ABOUT THIS EXERCISE:
Please print the listing that follows word for word, but skip any pictures it holds.

EXTRACTED MATERIAL:

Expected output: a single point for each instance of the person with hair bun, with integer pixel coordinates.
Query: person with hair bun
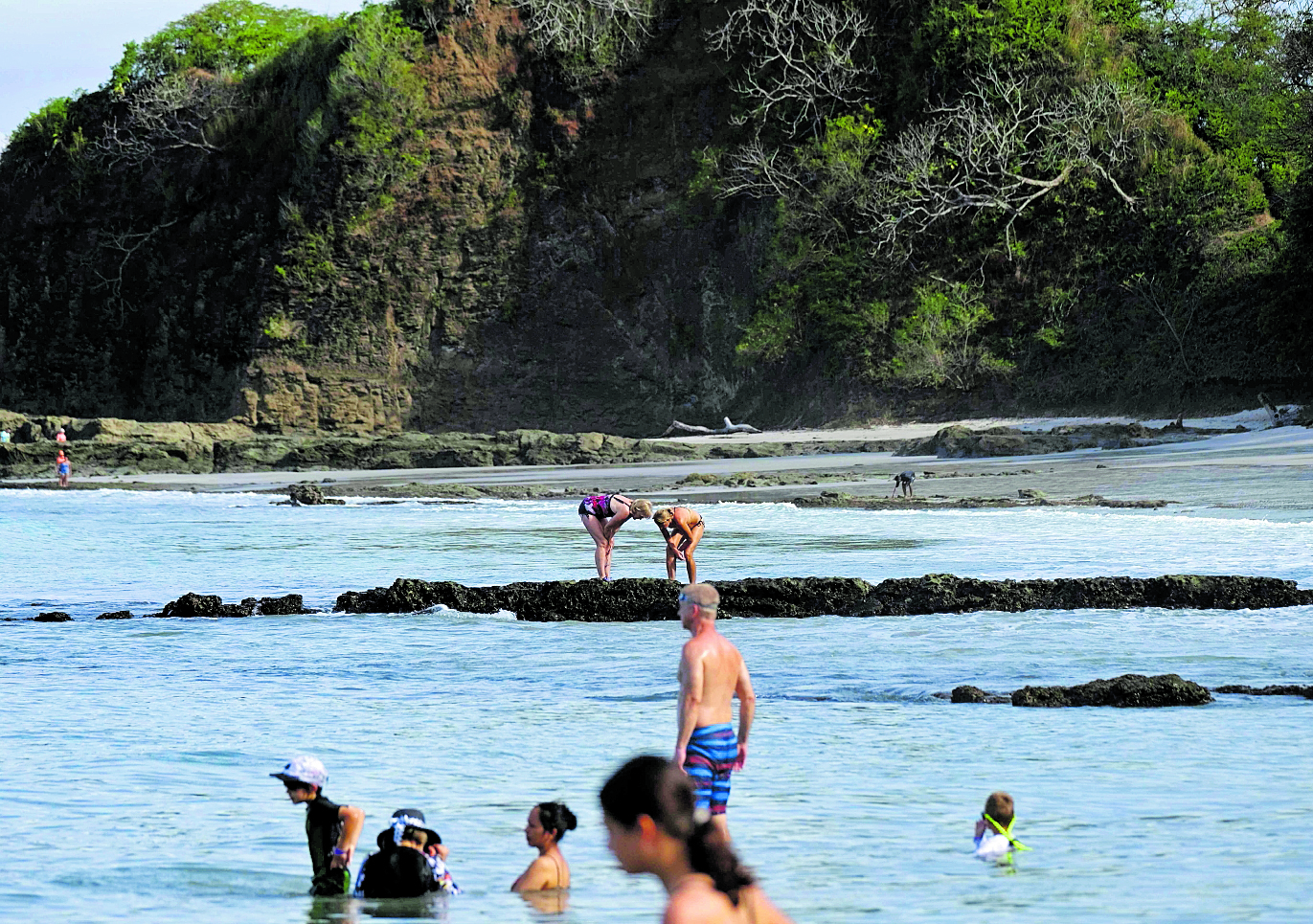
(604, 513)
(654, 825)
(547, 825)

TASK OUTPUT:
Expected output: a single point for each instance of the person with hair bun, with integer pixel coordinates.
Query: person with hair bun
(604, 513)
(654, 825)
(547, 825)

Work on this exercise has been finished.